_Instruções do exercício:_ Redigite sem alterações a parte do texto sobre o rapper Djonga entre "Ele vem amadurecendo" e "e Rodrigo Jerônimo.", inclusive.

_Trecho fornecido:_
■ ■ ■
Ele vem amadurecendo esta ideia desde 2022, quando se apresentou no Lollapalooza. No festival paulistano, Djonga fez de tudo um pouco. Explorou todo o palco, desceu para cantar e pular com público, fez discurso antirracista, denunciou a violência imposta à periferia, com balas perdidas matando crianças, e criticou de forma contundente o então presidente Jair Bolsonaro.

“Quero sair do óbvio, que é subir no palco e cantar as músicas com a galera cantando junto, sacou? Quero, sei lá, fazer teatro no palco, fazer a galera dançar no palco. Quero fazer a galera que está ali embaixo entender a história que a gente está querendo contar”, ressalta o rapper.

Em 2019, ele estreou no teatro interpretando Madame Satã na peça homônima dirigida por João das Neves e Rodrigo Jerônimo.
■ ■ ■
Rótulos de fotos com caixas
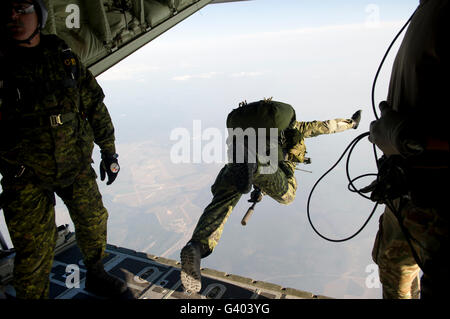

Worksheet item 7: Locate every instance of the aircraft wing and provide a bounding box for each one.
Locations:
[43,0,251,76]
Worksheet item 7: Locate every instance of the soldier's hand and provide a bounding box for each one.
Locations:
[100,153,120,185]
[351,110,362,130]
[369,101,423,156]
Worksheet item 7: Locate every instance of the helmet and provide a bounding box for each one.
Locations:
[2,0,48,30]
[32,0,48,30]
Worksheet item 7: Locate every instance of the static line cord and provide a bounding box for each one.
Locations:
[306,132,378,243]
[306,8,417,242]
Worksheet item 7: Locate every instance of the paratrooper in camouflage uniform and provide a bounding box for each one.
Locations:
[180,99,361,292]
[369,0,450,300]
[0,0,126,299]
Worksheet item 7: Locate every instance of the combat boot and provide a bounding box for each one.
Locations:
[85,261,128,298]
[228,163,258,194]
[180,242,202,293]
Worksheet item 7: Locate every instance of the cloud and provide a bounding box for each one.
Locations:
[230,72,263,78]
[99,63,161,82]
[172,72,220,81]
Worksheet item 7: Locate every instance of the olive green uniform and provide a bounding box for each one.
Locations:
[372,0,450,299]
[191,119,355,258]
[0,35,115,298]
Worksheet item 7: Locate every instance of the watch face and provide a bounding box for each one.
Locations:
[109,163,120,173]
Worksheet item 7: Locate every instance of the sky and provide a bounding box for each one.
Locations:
[0,0,418,298]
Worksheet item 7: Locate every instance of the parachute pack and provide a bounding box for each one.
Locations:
[226,98,295,161]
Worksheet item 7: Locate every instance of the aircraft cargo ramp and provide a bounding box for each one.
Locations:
[0,226,327,299]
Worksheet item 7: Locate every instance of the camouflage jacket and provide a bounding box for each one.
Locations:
[287,119,354,163]
[0,35,115,185]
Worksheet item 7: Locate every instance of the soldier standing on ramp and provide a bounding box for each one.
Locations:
[0,0,127,299]
[180,99,361,292]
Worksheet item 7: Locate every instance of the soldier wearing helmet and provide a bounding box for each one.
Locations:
[180,98,361,292]
[0,0,127,299]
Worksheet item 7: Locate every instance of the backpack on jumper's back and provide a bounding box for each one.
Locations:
[227,99,295,160]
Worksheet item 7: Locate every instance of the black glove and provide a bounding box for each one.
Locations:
[100,153,120,185]
[351,110,362,130]
[369,101,424,157]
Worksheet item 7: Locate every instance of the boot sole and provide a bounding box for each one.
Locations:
[180,246,202,293]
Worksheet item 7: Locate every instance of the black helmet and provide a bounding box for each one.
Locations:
[32,0,48,30]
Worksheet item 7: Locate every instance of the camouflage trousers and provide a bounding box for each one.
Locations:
[372,200,449,299]
[2,166,108,299]
[191,162,297,258]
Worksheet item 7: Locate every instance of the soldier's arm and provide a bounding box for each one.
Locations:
[294,119,355,138]
[79,59,116,154]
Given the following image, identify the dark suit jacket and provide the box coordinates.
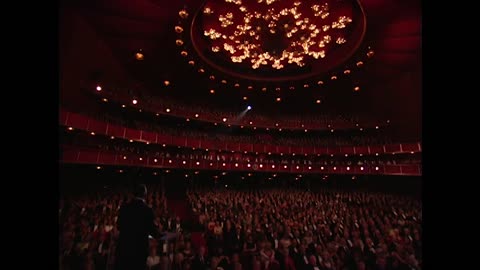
■ ■ ■
_Resposta da tarefa:_
Ele vem amadurecendo esta ideia desde 2022, quando se apresentou no Lollapalooza. No festival paulistano, Djonga fez de tudo um pouco. Explorou todo o palco, desceu para cantar e pular com público, fez discurso antirracista, denunciou a violência imposta à periferia, com balas perdidas matando crianças, e criticou de forma contundente o então presidente Jair Bolsonaro.

“Quero sair do óbvio, que é subir no palco e cantar as músicas com a galera cantando junto, sacou? Quero, sei lá, fazer teatro no palco, fazer a galera dançar no palco. Quero fazer a galera que está ali embaixo entender a história que a gente está querendo contar”, ressalta o rapper.

Em 2019, ele estreou no teatro interpretando Madame Satã na peça homônima dirigida por João das Neves e Rodrigo Jerônimo.